◆ Document ◆
════════

This simple – and very realistic argument – shapes the major policy trade-off. Too little monopoly power for original inventors undermines their incentives to innovate; but too much protection of patents would stifle follow-up innovation and development of their ideas by users of their knowledge. The proponents of relaxing the IPR protection insist that modern innovation is becoming increasingly sequential/cumulative in its basic nature, and that the circulation of ideas should now be freer from patents.

This argument has a certain merit, but it is also incomplete and may therefore be misleading. The policy debate should take into account the fact that a substantial share of ideas is transferred via trade secrets rather than through patent-based licensing. A survey of 1500 American R&D labs by Cohen, Nelson and Walsh1 in 1994 showed that large firms actually rely on secrecy much more than on patents, though the extent of choice of one versus the other mechanism varies greatly across industries.

════════

◆ Supplied material ◆
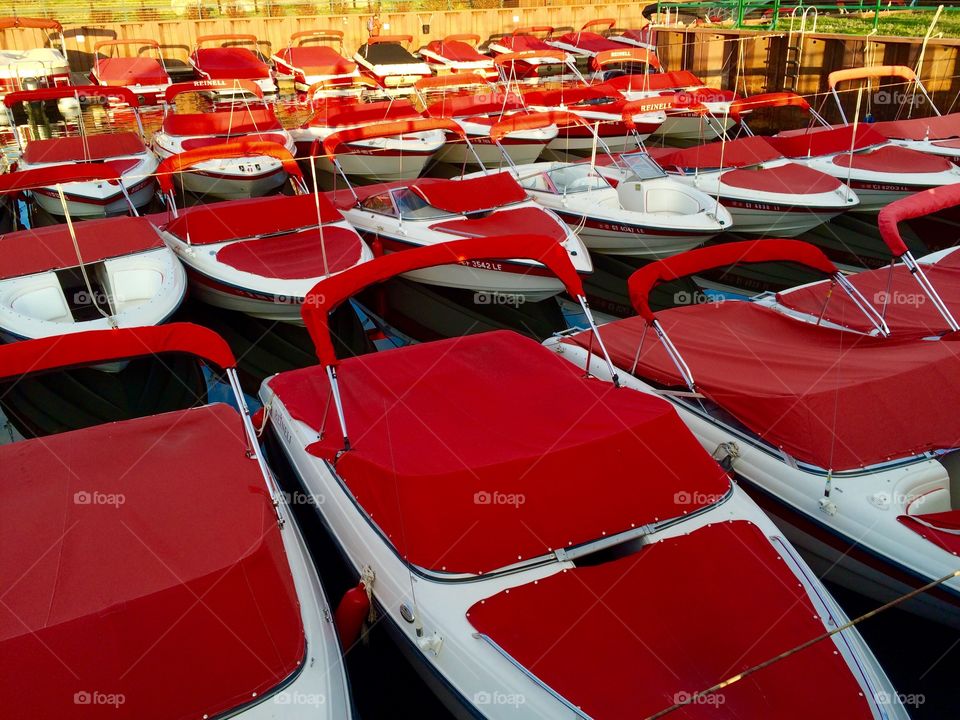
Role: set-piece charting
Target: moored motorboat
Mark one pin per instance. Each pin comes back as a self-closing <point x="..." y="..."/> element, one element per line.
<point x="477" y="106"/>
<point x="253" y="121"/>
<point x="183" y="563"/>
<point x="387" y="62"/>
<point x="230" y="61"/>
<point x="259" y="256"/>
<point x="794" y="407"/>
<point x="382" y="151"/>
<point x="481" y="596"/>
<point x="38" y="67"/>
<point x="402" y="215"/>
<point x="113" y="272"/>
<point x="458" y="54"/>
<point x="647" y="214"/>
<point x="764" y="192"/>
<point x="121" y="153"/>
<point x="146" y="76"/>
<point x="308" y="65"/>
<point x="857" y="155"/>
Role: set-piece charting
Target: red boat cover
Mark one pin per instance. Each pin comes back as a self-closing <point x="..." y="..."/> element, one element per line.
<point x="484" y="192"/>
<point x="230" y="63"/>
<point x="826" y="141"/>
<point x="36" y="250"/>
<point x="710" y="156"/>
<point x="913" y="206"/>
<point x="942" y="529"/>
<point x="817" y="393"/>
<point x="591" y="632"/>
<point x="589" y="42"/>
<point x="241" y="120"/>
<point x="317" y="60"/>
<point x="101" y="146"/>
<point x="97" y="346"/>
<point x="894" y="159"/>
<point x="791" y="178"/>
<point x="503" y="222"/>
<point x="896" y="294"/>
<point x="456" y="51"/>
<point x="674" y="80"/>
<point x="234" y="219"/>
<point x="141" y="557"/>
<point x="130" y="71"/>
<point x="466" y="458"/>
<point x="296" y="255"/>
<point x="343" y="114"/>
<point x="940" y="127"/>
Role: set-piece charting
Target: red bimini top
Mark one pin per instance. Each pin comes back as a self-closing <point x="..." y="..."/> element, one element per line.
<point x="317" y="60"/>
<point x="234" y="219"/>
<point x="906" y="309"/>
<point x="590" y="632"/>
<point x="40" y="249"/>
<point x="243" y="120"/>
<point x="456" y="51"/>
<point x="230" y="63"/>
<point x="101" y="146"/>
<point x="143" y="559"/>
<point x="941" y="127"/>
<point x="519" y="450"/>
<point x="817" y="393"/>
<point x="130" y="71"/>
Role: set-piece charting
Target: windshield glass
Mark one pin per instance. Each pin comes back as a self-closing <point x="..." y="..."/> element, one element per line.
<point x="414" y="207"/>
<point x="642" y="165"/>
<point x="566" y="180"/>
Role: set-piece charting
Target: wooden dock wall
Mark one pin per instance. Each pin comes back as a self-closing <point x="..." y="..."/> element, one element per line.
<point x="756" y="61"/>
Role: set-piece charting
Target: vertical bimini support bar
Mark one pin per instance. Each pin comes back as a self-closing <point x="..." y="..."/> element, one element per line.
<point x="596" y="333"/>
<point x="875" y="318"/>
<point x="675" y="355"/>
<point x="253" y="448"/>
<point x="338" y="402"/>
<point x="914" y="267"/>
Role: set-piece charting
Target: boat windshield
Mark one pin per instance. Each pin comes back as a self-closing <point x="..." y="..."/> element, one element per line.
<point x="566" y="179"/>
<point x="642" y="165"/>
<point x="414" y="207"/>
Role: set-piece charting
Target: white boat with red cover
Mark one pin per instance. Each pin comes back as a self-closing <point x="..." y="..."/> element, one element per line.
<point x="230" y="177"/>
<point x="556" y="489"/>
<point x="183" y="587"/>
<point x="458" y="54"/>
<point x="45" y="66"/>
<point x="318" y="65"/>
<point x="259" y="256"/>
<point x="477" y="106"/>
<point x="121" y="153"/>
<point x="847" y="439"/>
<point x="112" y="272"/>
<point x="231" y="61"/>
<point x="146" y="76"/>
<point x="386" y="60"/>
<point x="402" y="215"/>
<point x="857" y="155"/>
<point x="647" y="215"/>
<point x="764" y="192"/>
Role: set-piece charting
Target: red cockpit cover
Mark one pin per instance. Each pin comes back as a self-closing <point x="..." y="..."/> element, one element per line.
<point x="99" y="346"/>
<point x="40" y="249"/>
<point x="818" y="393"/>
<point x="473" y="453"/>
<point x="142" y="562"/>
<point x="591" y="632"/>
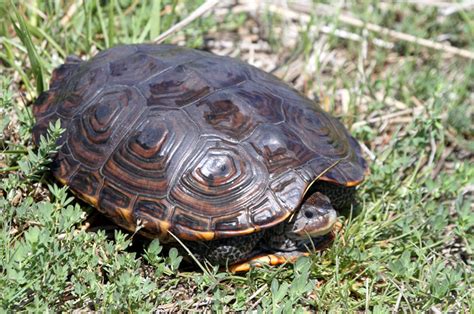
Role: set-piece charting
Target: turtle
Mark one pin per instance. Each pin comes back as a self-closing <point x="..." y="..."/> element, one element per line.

════════

◆ Given exercise ◆
In the passage on patent protection, what did the 1994 survey of 1500 American R&D labs find about large firms? The entries have no role in this.

◆ Output for this task ◆
Large firms rely on secrecy much more than on patents.